_Exercise instructions:_ Can you continue the write-up on benchmarking Ruby app server models on Heroku, picking up after its final sentence?

_Reading text:_
--- BEGIN ---

Both multi-process model and multi-thread model have plusses and minuses.
- The multi-thread model does require the application code itself to be thread-safe under multi-threaded request dispatching. Which basically just means avoiding or synchronizing on writing to any global/class-level state. And the multi-thread model can only make use of one CPU under MRI.
- But the multi-process model can't handle nearly as much concurrency without using gigantic amounts of RAM. Threads were originally invented as a lighter-weight method of concurrency than processes, even in a single-CPU-core world.
Additionally, there is what one of the authors of Phusion Passenger called a "hybrid model", where you have multiple worker processes, each of which dispatches multi-threaded. This has its own plusses and minuses -- but may make a lot of sense for MRI with the GIL specifically, as you can have one process per core to try and maximize use of cores even under MRI; but then have each process dispatching multi-threaded, to maximize throughput under I/O waiting, and even out response times.
- That link above is worth following up for another explanation of all this, if you're still confused and want it in someone else's words.
- Since that Stack Overflow answer above was written, a major player using this 'hybrid' model in addition to Phusion Passenger Enterprise has arrived: Puma 2.x with "clustered" mode, puma 2.0 released april 29 2013. In Phusion Passenger, the hybrid model is only available in the non-free Enterprise variant; Puma is in general more realistic to run on heroku. (I do not believe you can run passenger on heroku, at least not in any way that would make sense). Puma's new support for this mode hasn't gotten as much attention as I would have expected.
While Heroku is currently recommending a multi-process model with Unicorn, I suspected that, if your app can be run safely under multi-threaded request dispatch, a multi-threaded model would actually provide better throughput -- and the 'hybrid' model best of all, under MRI or any other interpreter with a GIL. That prompted this benchmarking.
The demo app and load
This repo holds the demo app I deployed to heroku, to benchmark under different app server scenarios.
It's set up to fake a response with certain characteristics:
- Tightly looping until 50 ms to simulate around 50ms of CPU activity.
- Sleeping for 250 ms to simulate around 250 ms of waiting on I/O
- Then returning an approximately 20k byte response. (Text-only, no JS/CSS assets, asset pipeline or otherwise)
This might seem a fairly slow app, but is basically representative of many of my apps, which are this slow or slower, and spend most of their time in iowait. It's possible in retrospect I overestimated the iowait/cpu proportion or total time of response for modeling real apps, I'm not sure.
The app doesn't use and doesn't even load ActiveRecord, it just simulates work as above.

--- END ---

_Collected data:_
--- BEGIN ---

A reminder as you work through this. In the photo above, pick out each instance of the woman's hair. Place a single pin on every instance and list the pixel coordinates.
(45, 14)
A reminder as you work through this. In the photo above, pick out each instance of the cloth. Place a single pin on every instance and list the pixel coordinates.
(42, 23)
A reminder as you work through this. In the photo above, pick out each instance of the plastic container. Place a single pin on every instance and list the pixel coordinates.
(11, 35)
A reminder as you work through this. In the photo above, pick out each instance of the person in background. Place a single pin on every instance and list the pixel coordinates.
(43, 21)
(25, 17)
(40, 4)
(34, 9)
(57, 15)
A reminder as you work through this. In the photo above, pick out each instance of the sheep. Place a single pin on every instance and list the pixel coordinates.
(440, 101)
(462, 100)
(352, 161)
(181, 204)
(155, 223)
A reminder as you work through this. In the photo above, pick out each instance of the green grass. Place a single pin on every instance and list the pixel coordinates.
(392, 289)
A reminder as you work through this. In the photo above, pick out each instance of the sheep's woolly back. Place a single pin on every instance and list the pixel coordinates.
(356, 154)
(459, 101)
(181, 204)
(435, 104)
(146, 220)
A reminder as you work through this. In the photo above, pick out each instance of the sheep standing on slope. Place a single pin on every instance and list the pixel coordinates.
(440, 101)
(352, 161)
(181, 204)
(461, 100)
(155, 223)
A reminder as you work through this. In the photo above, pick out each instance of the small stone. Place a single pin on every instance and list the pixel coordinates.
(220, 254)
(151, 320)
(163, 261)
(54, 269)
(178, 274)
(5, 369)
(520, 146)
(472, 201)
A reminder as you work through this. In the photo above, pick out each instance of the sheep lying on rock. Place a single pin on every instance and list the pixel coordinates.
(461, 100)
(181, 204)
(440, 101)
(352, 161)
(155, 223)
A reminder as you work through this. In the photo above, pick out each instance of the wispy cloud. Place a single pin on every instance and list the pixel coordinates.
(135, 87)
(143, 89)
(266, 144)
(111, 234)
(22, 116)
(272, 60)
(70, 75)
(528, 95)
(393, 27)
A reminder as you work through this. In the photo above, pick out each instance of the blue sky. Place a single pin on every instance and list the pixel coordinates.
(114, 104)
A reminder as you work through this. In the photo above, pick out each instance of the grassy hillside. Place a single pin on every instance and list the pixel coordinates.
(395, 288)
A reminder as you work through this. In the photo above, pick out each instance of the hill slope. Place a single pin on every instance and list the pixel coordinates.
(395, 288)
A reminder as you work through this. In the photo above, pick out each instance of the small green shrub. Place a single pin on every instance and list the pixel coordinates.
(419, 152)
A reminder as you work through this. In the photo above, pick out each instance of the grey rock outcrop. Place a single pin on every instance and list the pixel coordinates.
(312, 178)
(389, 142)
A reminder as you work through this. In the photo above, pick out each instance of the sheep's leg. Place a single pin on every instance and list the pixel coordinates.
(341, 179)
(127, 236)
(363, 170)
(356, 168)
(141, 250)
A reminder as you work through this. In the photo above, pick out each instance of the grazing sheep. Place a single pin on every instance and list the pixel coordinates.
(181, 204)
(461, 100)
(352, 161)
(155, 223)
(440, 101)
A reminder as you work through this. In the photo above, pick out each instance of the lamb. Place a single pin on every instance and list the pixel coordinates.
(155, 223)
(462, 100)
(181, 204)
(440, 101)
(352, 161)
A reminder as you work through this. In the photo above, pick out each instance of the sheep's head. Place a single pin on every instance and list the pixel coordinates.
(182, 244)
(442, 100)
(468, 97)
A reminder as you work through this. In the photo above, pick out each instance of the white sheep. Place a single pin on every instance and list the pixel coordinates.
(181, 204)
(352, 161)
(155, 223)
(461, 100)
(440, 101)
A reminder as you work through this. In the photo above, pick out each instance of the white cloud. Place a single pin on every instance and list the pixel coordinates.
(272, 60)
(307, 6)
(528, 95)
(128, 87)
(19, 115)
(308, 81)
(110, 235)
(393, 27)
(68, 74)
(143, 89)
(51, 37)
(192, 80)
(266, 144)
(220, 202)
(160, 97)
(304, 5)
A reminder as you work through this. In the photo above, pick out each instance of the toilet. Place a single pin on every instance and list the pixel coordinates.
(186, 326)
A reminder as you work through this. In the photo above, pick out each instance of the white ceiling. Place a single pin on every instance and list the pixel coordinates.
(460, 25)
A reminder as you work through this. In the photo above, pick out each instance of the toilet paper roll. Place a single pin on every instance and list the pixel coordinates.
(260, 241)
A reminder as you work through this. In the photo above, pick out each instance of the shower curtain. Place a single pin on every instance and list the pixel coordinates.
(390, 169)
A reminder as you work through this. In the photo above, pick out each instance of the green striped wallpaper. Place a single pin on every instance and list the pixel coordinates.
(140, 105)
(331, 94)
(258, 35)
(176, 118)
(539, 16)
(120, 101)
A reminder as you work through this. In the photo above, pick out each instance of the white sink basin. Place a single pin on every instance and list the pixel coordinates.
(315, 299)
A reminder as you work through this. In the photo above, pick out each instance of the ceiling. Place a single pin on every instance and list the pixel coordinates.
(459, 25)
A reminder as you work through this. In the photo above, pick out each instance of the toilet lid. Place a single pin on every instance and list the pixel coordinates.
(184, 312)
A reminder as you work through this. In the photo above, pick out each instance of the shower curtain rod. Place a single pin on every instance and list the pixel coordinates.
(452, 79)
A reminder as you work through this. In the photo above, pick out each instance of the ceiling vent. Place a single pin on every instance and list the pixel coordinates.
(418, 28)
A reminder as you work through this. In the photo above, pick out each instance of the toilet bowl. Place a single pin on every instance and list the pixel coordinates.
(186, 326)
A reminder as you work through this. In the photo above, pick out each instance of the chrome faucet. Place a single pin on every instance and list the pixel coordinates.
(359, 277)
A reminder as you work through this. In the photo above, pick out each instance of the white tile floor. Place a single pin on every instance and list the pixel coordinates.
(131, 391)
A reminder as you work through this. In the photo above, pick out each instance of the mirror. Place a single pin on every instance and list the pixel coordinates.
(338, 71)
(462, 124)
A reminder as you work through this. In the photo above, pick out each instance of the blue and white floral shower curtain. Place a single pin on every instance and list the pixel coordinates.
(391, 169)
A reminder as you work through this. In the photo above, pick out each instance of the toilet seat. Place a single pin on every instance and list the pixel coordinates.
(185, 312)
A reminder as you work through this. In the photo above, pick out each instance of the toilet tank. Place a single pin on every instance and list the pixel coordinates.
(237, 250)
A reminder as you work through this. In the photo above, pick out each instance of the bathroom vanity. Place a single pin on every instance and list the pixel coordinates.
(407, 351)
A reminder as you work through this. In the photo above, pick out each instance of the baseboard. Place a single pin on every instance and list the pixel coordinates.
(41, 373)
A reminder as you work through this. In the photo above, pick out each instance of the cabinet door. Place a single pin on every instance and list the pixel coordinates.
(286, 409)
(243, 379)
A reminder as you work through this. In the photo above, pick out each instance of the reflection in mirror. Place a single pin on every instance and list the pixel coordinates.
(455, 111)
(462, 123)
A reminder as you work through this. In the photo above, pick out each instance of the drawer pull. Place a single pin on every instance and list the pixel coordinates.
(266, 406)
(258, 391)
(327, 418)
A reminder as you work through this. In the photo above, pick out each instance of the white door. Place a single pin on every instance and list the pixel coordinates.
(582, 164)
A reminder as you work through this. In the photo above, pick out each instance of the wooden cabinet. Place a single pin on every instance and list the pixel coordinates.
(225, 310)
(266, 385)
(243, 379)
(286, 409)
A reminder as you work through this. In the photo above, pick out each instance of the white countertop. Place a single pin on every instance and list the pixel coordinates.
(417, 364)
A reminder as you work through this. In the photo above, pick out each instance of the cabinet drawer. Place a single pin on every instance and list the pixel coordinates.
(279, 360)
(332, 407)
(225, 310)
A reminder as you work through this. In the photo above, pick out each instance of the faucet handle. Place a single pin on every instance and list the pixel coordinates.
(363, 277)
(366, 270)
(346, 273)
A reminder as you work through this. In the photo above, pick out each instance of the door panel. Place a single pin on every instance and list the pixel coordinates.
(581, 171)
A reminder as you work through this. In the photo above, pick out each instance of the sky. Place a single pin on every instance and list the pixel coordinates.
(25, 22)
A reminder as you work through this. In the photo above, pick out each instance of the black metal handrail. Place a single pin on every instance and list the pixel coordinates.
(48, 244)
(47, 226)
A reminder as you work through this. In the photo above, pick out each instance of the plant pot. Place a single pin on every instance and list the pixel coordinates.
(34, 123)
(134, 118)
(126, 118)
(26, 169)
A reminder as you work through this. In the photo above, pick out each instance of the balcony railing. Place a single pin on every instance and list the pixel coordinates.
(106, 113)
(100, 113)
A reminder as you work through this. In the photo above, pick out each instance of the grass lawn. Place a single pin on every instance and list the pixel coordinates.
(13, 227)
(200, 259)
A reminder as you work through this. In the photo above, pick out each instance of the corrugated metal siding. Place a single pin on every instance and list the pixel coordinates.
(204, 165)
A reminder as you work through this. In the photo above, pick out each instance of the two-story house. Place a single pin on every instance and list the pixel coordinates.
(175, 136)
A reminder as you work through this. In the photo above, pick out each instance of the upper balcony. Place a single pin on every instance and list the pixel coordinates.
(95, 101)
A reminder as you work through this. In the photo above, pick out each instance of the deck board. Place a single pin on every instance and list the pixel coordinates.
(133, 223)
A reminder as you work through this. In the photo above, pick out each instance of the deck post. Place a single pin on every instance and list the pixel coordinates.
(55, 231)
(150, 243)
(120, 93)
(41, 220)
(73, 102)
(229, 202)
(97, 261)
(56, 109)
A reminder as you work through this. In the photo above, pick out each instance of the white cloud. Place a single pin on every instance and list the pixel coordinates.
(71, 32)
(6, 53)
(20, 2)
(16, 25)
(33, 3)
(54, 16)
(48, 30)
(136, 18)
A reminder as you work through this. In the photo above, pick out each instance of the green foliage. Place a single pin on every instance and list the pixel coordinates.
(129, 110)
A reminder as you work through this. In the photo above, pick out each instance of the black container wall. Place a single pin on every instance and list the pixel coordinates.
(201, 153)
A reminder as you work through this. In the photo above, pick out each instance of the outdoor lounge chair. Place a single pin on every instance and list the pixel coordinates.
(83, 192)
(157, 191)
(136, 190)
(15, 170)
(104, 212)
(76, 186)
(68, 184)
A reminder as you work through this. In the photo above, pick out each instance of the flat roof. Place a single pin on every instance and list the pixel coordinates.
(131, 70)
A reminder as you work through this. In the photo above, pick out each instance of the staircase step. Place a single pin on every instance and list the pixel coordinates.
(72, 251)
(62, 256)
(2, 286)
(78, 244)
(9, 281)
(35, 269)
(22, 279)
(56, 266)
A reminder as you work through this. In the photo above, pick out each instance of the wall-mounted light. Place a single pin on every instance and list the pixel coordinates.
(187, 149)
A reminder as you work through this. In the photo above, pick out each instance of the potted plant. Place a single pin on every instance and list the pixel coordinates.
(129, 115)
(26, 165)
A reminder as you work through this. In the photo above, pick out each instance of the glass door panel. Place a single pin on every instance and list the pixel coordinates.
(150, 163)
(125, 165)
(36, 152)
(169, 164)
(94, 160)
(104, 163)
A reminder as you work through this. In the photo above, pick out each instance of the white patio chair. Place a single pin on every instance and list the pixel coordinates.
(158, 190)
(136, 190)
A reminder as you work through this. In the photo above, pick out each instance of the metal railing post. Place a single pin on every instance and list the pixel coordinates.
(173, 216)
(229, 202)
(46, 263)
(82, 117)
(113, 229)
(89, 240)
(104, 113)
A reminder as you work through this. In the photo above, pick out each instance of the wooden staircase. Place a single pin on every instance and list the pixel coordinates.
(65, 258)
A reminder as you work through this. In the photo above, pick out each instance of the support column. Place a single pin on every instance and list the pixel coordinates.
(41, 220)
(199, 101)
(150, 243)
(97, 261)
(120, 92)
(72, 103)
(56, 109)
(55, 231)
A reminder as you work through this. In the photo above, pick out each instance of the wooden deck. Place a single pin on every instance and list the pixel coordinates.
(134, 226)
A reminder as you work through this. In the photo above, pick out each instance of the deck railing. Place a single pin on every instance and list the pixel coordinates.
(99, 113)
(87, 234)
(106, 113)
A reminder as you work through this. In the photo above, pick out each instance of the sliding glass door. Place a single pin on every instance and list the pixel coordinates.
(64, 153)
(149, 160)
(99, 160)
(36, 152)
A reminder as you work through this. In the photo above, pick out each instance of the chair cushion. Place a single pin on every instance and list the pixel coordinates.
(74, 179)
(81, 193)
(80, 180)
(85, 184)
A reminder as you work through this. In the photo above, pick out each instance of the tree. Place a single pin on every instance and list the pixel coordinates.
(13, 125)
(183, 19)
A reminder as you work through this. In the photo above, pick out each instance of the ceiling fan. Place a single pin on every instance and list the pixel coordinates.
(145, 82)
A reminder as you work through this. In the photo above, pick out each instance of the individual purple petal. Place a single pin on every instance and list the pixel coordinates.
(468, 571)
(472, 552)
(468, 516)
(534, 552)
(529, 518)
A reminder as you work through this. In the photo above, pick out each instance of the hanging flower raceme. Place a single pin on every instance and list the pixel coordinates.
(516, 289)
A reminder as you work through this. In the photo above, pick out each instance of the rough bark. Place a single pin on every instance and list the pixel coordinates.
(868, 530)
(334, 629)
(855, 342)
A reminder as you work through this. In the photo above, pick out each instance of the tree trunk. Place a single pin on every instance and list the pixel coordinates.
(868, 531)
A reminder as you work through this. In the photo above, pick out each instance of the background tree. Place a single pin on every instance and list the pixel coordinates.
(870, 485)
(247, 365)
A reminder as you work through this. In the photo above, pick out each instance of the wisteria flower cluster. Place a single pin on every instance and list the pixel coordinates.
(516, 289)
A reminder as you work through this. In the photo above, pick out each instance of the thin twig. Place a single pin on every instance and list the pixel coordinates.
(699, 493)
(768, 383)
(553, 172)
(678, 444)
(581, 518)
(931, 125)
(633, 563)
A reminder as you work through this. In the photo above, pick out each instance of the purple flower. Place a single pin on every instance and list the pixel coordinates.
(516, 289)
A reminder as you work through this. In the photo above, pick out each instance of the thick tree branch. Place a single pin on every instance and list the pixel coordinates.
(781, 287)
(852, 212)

--- END ---

_The answer:_
I deployed this app to a single (free) heroku web dyno under a variety of app server scenarios -- there is a branch in the repo for each scenario benchmarked.
While the heroku routing debacle really depends on multiple web dynos to fully exhibit, I didn't want to pay for it or deal with the added complexity. One step at a time; I think one dyno still is illustrative and can be extrapolated; I hope someone else (such as heroku themselves, who can have people do this as part of their well-compensated day jobs!) takes more steps.
I used ab to benchmark, in part because it was the only simple tool I found that reported percentiles and standard deviations and such, not just means. And it supports concurrency -- when executing concurrent benchmarking tests, I had
ab at a concurrency level of 10, which is definitely pretty high for a single heroku dyno regardless of app server -- I'm testing at a pretty high level of load, maybe an overwhelming one. In retrospect, maybe it would have made sense to test at less concurrency? I didn't have the time/energy to test each scenario at multiple levels -- yet, anyway (you interested, dear reader?).
My hypothesis was definitely that the 'hybrid'/'clustered' mode puma was going to be surprisingly good, and indeed I had an agenda here, to increase discussion of this hybrid concurrency model for MRI Rails apps. Hopefully my methodology is still a fairly reasonable model of a typical rails app, but feedback welcome.
Case by case results
Base case, simple non-concurrent WEBrick.
Just to get a starting point control sanity-check, deployed to heroku without any specified app server at all, which means just using the not-considered-production-ready WEBrick server. And without actually putting
config.threadsafe! in the Rails 3.2 app. There should be no concurrency at all. (This code without
config.threadsafe! isn't actually in a branch, but it was at commit 21b2e2997b309)
And in fact, run
ab without concurrency either -- just get our feet wet with a baseline.
(In this and all others, some text excerpted from ab output)
$ ab -n 500 -c 1 http://sleepy-stream-3236.herokuapp.com/fake_work Concurrency Level: 1 Time taken for tests: 193.269128 seconds Complete requests: 500 Failed requests: 0 Write errors: 0 Total transferred: 10247500 bytes HTML transferred: 10045500 bytes Requests per second: 2.59 [#/sec] (mean) Time per request: 386.538 [ms] (mean) Time per request: 386.538 [ms] (mean, across all concurrent requests) Transfer rate: 51.78 [Kbytes/sec] received Connection Times (ms) min mean[+/-sd] median max Connect: 7 7 0.3 7 10 Processing: 326 378 84.0 353 1178 Waiting: 319 368 83.5 342 1170 Total: 333 385 84.0 360 1185 Percentage of the requests served within a certain time (ms) 50% 360 66% 374 75% 386 80% 395 90% 453 95% 537 98% 696 99% 739 100% 1185 (longest request)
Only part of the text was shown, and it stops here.